*Record excerpts:*
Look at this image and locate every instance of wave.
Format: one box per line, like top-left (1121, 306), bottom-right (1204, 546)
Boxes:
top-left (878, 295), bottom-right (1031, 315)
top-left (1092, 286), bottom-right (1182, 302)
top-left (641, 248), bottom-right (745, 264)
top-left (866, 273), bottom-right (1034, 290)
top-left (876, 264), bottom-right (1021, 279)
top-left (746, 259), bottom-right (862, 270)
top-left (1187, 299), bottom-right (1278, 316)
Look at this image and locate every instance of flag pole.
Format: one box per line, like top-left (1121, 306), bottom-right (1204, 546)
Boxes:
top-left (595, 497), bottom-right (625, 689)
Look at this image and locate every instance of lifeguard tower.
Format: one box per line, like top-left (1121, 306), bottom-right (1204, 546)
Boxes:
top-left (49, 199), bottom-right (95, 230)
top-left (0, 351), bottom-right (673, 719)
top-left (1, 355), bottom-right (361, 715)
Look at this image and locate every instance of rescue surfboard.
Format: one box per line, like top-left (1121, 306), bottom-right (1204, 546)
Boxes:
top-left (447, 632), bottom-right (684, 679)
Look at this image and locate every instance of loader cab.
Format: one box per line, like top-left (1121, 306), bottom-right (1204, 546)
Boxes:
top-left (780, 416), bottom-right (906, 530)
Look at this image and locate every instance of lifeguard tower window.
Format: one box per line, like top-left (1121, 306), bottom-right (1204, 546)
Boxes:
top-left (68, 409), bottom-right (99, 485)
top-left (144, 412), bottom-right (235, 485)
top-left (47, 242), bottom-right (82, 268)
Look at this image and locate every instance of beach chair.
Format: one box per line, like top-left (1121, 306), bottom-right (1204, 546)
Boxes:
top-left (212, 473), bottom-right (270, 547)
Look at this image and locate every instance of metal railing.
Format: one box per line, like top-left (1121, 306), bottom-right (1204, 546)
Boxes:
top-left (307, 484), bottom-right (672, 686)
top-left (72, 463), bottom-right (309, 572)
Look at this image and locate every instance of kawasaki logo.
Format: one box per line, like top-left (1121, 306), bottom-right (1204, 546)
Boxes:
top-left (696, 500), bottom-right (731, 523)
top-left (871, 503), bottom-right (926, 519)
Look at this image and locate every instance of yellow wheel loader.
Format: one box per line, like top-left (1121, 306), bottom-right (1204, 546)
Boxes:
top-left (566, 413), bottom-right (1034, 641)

*Instructions for the task:*
Pick out every line in the rows above that contains the word "image" and copy those lines. Case counts.

*Task solution:*
Look at this image and locate every instance of wave.
Look at this image and locate every instance of flag pole.
Look at this image and locate every instance of lifeguard tower.
Look at this image and locate every instance of rescue surfboard.
Look at this image and locate every instance of loader cab.
Look at this image and locate every instance of lifeguard tower window.
Look at this image and locate every instance of beach chair.
Look at this image and locate every instance of metal railing.
Look at this image and locate every instance of kawasaki logo.
Look at this image and locate every instance of yellow wheel loader.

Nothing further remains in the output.